*The task:* Each line starting at the one that contains "red brick wall" and ending at the one that contains "horse withers" must be returned exactly, and the rest of the listing is left out.

::: Data :::

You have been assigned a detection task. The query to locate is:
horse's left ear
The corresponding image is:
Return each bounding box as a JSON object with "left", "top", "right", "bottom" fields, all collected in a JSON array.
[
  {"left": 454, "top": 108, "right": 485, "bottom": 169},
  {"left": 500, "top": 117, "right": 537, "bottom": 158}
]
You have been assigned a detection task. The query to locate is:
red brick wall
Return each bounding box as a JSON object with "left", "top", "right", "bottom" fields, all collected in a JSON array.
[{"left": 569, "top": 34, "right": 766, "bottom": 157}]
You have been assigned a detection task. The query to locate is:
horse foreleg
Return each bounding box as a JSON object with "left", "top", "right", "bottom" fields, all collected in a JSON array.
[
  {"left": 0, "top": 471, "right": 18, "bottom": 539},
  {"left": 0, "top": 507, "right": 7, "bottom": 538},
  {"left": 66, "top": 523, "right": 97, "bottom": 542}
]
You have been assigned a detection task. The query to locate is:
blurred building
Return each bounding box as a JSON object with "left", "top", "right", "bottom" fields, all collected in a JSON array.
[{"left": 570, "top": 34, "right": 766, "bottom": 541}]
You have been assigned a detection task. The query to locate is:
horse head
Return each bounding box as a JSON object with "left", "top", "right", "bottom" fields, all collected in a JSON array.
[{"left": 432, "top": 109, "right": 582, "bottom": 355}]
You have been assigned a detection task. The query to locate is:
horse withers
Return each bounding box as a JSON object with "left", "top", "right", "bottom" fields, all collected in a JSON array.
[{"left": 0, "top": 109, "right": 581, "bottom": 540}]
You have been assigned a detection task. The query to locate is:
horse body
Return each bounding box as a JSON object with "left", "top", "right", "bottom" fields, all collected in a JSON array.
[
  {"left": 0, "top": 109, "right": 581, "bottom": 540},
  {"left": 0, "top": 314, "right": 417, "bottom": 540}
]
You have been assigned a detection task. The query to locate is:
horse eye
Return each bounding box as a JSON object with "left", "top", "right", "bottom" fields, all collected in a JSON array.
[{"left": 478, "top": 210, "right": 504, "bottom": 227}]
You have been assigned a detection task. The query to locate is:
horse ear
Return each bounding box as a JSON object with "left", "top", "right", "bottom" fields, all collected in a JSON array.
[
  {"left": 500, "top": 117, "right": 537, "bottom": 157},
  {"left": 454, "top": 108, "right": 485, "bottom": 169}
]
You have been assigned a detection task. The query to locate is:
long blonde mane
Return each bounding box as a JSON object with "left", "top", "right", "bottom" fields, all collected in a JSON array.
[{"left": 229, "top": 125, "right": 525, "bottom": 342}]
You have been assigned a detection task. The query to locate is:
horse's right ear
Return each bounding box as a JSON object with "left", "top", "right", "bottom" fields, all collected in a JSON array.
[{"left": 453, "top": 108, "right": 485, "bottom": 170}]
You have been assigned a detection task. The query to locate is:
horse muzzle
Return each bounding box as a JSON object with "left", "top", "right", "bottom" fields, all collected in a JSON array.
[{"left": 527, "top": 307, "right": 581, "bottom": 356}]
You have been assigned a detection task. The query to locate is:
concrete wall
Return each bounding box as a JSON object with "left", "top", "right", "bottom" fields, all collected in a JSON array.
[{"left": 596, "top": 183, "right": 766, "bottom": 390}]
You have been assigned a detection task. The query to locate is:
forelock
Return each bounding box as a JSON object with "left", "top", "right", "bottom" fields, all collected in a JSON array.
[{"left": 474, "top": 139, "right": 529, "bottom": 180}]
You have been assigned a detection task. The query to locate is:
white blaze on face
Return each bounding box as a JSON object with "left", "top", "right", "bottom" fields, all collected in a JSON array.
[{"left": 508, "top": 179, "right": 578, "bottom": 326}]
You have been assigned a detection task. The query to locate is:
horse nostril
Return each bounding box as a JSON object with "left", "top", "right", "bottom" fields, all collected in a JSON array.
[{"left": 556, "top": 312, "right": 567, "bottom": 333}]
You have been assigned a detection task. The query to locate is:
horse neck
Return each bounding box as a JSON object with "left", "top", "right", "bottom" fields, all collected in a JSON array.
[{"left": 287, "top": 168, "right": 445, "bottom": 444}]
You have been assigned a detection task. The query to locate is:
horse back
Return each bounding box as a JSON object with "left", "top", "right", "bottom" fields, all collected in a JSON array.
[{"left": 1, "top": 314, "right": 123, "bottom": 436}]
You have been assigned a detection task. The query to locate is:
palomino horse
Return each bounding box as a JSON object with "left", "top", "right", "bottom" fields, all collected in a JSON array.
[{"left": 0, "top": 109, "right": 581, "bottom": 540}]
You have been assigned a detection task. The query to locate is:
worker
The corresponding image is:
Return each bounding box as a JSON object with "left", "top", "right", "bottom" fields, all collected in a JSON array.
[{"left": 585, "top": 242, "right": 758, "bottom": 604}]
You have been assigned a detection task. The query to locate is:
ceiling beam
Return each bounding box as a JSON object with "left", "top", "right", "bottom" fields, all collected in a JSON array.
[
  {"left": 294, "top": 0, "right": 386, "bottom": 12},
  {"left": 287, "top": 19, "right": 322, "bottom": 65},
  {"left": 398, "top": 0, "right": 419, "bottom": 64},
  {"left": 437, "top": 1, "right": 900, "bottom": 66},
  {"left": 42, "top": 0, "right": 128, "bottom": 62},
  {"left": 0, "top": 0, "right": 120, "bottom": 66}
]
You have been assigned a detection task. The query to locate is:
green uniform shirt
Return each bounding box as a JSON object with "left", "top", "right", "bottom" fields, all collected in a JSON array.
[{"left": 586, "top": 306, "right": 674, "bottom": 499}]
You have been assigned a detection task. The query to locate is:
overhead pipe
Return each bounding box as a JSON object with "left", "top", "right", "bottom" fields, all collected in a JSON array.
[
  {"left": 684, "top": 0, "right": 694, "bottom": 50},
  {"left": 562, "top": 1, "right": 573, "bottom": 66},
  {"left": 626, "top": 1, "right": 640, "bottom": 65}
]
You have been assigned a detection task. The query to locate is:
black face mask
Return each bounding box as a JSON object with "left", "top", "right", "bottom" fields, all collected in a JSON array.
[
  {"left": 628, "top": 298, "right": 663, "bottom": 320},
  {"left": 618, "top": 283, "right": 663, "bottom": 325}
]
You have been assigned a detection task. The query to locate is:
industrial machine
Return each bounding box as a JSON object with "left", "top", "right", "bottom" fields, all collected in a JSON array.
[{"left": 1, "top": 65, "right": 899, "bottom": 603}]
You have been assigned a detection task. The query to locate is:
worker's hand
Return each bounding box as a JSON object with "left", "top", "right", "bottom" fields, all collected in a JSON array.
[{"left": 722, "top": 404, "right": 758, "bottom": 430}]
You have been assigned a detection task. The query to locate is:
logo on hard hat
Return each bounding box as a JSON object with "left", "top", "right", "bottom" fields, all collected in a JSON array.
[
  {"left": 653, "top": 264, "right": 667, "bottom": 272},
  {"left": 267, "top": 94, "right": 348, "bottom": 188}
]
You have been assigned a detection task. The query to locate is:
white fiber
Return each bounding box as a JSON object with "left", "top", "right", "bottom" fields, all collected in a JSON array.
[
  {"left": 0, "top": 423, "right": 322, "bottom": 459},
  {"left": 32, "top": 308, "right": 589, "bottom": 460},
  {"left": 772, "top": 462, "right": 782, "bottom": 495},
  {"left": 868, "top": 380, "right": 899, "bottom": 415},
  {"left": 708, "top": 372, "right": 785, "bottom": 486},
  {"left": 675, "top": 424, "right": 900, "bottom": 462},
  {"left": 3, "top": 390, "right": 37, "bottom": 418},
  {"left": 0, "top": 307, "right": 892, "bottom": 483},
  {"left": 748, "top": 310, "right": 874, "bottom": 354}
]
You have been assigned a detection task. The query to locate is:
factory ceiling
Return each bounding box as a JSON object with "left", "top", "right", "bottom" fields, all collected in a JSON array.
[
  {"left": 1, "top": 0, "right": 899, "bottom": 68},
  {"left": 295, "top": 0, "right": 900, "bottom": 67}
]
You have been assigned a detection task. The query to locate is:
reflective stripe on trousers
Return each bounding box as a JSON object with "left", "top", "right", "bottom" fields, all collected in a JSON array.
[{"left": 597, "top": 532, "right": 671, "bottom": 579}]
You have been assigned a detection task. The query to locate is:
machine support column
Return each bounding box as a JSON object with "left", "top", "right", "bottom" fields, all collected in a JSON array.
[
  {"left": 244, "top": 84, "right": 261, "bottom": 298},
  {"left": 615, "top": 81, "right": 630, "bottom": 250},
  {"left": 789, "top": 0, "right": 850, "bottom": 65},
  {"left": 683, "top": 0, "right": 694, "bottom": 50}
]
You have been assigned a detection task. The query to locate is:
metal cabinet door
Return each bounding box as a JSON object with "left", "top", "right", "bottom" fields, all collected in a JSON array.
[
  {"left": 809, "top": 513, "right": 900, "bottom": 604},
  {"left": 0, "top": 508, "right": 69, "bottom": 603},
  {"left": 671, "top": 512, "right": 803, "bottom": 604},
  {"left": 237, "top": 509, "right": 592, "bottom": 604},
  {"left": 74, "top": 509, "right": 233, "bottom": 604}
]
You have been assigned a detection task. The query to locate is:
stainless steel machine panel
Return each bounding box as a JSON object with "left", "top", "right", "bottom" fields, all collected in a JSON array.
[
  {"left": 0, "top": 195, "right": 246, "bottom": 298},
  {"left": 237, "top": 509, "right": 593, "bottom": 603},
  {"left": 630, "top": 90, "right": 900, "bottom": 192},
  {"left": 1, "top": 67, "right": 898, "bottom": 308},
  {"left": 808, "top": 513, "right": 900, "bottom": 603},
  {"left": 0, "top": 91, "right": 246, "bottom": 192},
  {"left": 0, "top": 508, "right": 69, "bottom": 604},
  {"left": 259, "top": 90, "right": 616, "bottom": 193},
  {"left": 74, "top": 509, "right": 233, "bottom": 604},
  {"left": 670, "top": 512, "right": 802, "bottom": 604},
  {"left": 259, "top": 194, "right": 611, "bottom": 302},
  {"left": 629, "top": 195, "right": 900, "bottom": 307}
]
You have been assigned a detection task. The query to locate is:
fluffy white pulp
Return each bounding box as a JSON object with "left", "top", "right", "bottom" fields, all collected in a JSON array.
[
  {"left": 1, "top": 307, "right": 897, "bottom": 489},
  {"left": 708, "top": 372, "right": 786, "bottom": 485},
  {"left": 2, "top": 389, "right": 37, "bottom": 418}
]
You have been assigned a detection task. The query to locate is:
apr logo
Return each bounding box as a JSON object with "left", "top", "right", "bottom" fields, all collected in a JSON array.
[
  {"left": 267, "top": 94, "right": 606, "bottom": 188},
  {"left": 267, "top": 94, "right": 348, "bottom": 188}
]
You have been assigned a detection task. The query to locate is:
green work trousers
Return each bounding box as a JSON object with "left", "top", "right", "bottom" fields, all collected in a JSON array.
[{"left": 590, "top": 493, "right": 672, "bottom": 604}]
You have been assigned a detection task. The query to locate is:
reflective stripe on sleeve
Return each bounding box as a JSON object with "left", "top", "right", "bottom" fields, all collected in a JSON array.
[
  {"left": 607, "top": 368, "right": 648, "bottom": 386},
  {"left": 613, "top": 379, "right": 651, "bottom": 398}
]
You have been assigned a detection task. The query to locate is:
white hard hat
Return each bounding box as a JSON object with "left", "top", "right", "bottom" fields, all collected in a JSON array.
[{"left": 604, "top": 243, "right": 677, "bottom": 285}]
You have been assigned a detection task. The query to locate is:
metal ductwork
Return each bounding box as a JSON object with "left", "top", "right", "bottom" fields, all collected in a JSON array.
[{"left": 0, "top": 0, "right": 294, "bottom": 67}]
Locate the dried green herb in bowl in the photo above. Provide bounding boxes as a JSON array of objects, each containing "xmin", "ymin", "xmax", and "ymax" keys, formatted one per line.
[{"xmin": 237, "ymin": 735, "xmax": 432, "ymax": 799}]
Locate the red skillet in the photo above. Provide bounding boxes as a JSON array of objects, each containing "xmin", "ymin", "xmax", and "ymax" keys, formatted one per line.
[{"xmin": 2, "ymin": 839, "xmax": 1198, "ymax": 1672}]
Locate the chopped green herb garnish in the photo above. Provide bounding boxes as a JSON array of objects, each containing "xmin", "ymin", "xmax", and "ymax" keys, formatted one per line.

:::

*Reply:*
red brick wall
Return each bounding box as a JSON object with "left", "top", "right", "bottom" fields, all collected in a JSON array.
[{"left": 569, "top": 34, "right": 766, "bottom": 157}]
You have been assigned a detection task. The query to locate is:
horse foreleg
Return each bounding box as a JSON object with "left", "top", "right", "bottom" fields, all collected in a JSON array.
[
  {"left": 0, "top": 471, "right": 18, "bottom": 539},
  {"left": 0, "top": 507, "right": 7, "bottom": 538},
  {"left": 66, "top": 523, "right": 97, "bottom": 542}
]
You have been assigned a detection task. The query to locate is:
blurred building
Return each bounding box as a JSON object with "left", "top", "right", "bottom" fields, all collected in a JSON array.
[{"left": 570, "top": 34, "right": 766, "bottom": 541}]
You have been assigned a detection task. The query to locate is:
horse head
Return each bounding box as a JSON object with "left", "top", "right", "bottom" fields, all collected in a JSON array.
[{"left": 432, "top": 109, "right": 582, "bottom": 355}]
You have been assigned a detection task. The query to locate is:
horse withers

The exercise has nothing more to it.